Page
--- start ---

On 9 May 2017 at 21:57, Nick Coghlan <ncoghlan@gmail.com> wrote:
Sorry, I just noticed the copy & paste error when posting that second link. The correct link is: https://github.com/ncoghlan/cpython/commit/476a78133c94d82e19b89f50036cecd9b... Cheers, Nick. -- Nick Coghlan | ncoghlan@gmail.com | Brisbane, Australia

Hi, Nick. I read again and I think PEP 538 is mostly ready for accepted, without waiting PEP 540. One remaining my concern is setting LANG.
Setting LANG to C.UTF-8 ensures that even components that only check the LANG fallback for their locale settings will still use C.UTF-8 . https://www.python.org/dev/peps/pep-0538/#setting-both-lc-ctype-lang-for-utf...
I feel setting only LC_CTYPE making PEP 538 simpler. Is there any real component using LANG for deciding encoding? For example, date command refers LC_TIME. $ LANG=ja_JP.UTF-8 LC_CTYPE=C date 2017年 5月 23日 火曜日 17:31:03 JST $ LANG=ja_JP.UTF-8 LC_CTYPE=C.UTF-8 date # Coercing only LC_CTYPE 2017年 5月 23日 火曜日 17:32:58 JST $ LANG=C.UTF-8 LC_CTYPE=C.UTF-8 date # Coercing both of LC_CTYPE and LANG Tue May 23 17:31:10 JST 2017 In this case, coercing only LC_CTYPE has less side-effect. Would you add example demonstrates how coercing LANG helps people? On Tue, May 9, 2017 at 8:57 PM, Nick Coghlan <ncoghlan@gmail.com> wrote:

On 23 May 2017 at 18:38, INADA Naoki <songofacandy@gmail.com> wrote:
Great to hear!

--- end ---

Data segment
--- start ---

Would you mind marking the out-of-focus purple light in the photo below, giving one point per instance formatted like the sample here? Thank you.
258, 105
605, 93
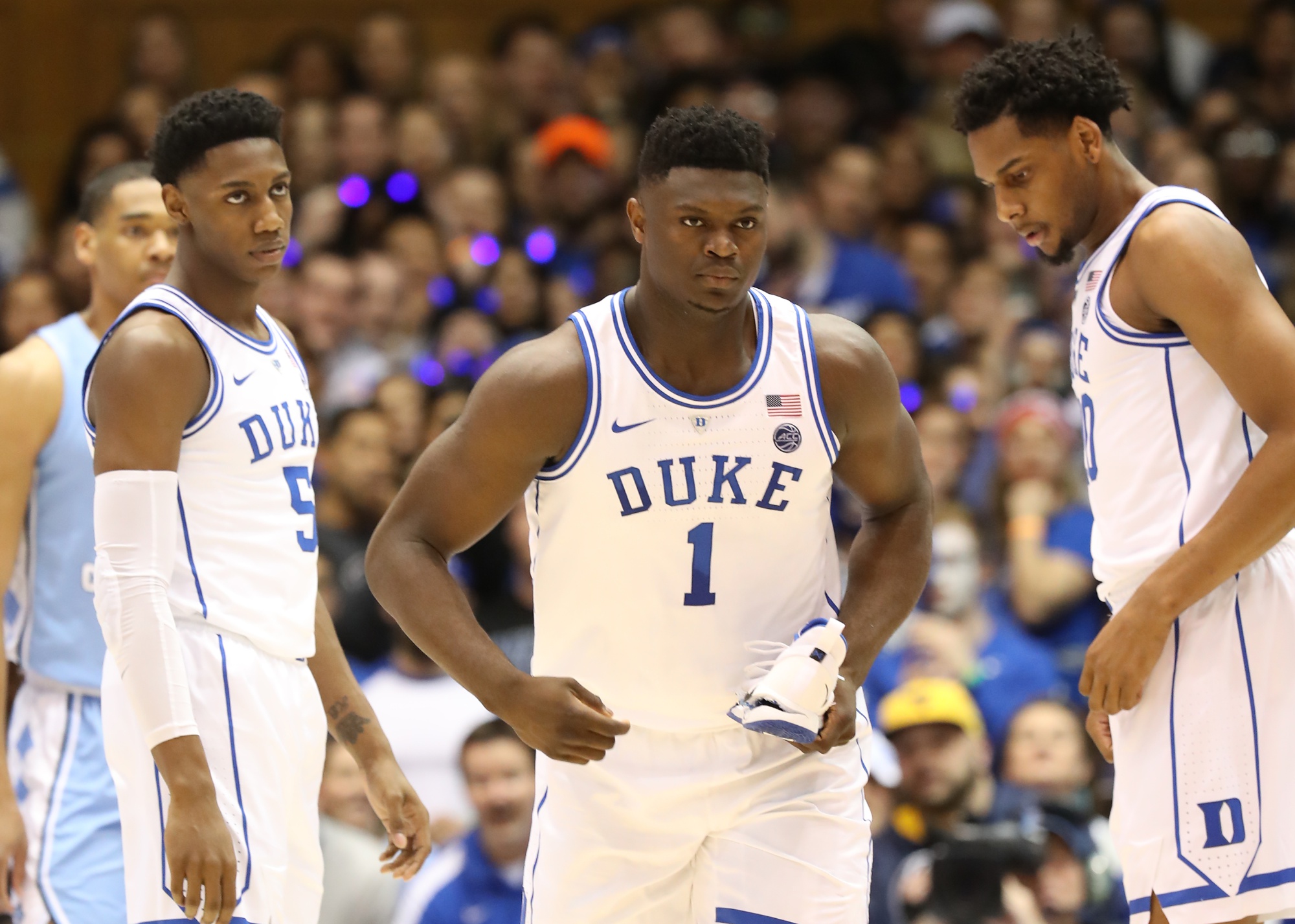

--- end ---

Instructions
a) According to the PEP 538 thread, which setting does the date command refer to?
b) Repeat word for word the part of the PEP 538 thread starting with "I feel setting" and going on through "Great to hear!".
The listing has no connection to the PEP 538 thread.

Solutions to the tasks
a) LC_TIME

b)
I feel setting only LC_CTYPE making PEP 538 simpler. Is there any real component using LANG for deciding encoding? For example, date command refers LC_TIME. $ LANG=ja_JP.UTF-8 LC_CTYPE=C date 2017年 5月 23日 火曜日 17:31:03 JST $ LANG=ja_JP.UTF-8 LC_CTYPE=C.UTF-8 date # Coercing only LC_CTYPE 2017年 5月 23日 火曜日 17:32:58 JST $ LANG=C.UTF-8 LC_CTYPE=C.UTF-8 date # Coercing both of LC_CTYPE and LANG Tue May 23 17:31:10 JST 2017 In this case, coercing only LC_CTYPE has less side-effect. Would you add example demonstrates how coercing LANG helps people? On Tue, May 9, 2017 at 8:57 PM, Nick Coghlan <ncoghlan@gmail.com> wrote:

On 23 May 2017 at 18:38, INADA Naoki <songofacandy@gmail.com> wrote:
Great to hear!